Challenge ->
In the items below, substitute "image" for every "photo" and write all the lines out again with nothing else changed. Leave the pictures out of your answer.

———

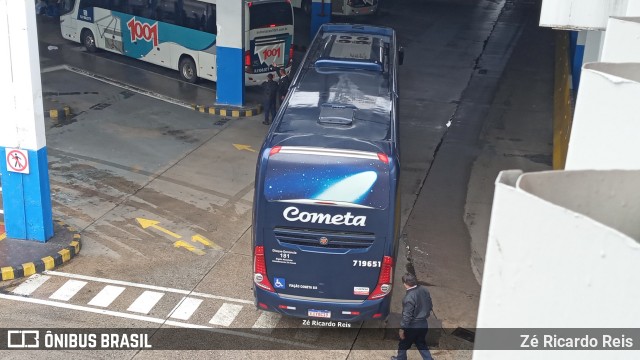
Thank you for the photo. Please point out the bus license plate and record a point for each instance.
(319, 313)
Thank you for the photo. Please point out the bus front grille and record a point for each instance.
(324, 239)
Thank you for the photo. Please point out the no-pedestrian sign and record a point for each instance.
(17, 160)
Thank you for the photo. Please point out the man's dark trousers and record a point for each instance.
(414, 336)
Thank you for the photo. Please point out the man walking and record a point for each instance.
(270, 88)
(416, 307)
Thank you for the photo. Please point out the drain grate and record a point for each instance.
(464, 334)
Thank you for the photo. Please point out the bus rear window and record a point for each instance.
(270, 14)
(313, 179)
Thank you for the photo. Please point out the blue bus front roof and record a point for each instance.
(343, 90)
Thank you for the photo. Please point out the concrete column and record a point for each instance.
(593, 46)
(230, 52)
(320, 14)
(605, 129)
(622, 40)
(558, 244)
(26, 196)
(577, 58)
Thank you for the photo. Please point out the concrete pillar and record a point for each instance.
(320, 14)
(559, 244)
(577, 58)
(605, 129)
(230, 52)
(593, 46)
(26, 196)
(622, 40)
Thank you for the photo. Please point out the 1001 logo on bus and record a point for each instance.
(265, 53)
(143, 31)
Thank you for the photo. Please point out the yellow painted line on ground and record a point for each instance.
(28, 269)
(243, 147)
(66, 255)
(146, 223)
(76, 246)
(182, 244)
(7, 273)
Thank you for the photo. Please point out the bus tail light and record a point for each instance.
(384, 280)
(247, 61)
(260, 270)
(274, 150)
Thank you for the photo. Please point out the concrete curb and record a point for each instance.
(60, 112)
(247, 111)
(45, 263)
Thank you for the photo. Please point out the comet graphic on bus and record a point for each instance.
(143, 31)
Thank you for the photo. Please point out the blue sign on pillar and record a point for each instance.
(229, 48)
(320, 14)
(26, 195)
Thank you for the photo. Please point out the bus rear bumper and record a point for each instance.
(349, 312)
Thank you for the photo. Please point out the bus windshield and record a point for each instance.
(270, 15)
(361, 181)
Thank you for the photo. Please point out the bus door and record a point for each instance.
(328, 222)
(270, 36)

———

Worked solution ->
Thank you for the image. Please point out the bus license plate and record a point for each instance.
(319, 313)
Thank you for the image. Please point out the bus front grille and record a point for each instance.
(324, 239)
Thank you for the image. Please point out the no-pedestrian sign and record a point for each instance.
(17, 160)
Thank you for the image. Please point out the man's dark trousers and record a point for each instance.
(414, 336)
Thank you for the image. Please point out the man walking and record a point for each instance.
(270, 88)
(416, 307)
Thank you for the image. Please point out the drain grate and record a point for each instance.
(464, 334)
Thank you for the image. Please point out the bus rear window and record a point for each instance.
(270, 14)
(313, 179)
Thank you for the image. Please point out the blue bus front roof and record a point for each instance.
(343, 90)
Thank you for the image. Please point out the concrete column and record a point for each instance.
(593, 46)
(230, 52)
(320, 14)
(605, 129)
(622, 40)
(558, 244)
(26, 196)
(577, 58)
Thank you for the image. Please point out the concrete pillar and record a point for each instance.
(320, 14)
(559, 244)
(577, 58)
(605, 129)
(230, 52)
(593, 46)
(26, 196)
(622, 40)
Thank you for the image. Please point out the 1001 logo on bus and record a point for each instance.
(265, 53)
(143, 31)
Thank you for the image. Please point out the yellow painted line on ground and record a point for each instance.
(28, 269)
(243, 147)
(66, 255)
(146, 223)
(76, 246)
(182, 244)
(7, 273)
Thank you for the image. Please point out the bus tail light and record a point for each instance.
(384, 280)
(247, 61)
(260, 270)
(274, 150)
Thank you for the image. Please point out the concrete curb and record a point for each instance.
(60, 112)
(247, 111)
(45, 263)
Thank you for the image. Please point out the comet graphic on bus and record a point for each instance.
(143, 31)
Thank you for the image. Please point out the blue sign on pillar and record a point for each instance.
(229, 48)
(320, 14)
(26, 195)
Thank you for the image. Please point out the bus rear bumper and record a point for each instance.
(349, 312)
Thank you for the image. Please point out the bus windshield and record a point for each instance.
(270, 15)
(361, 181)
Thank you for the image. Please point out the bus door and record a point for each instance.
(328, 222)
(270, 36)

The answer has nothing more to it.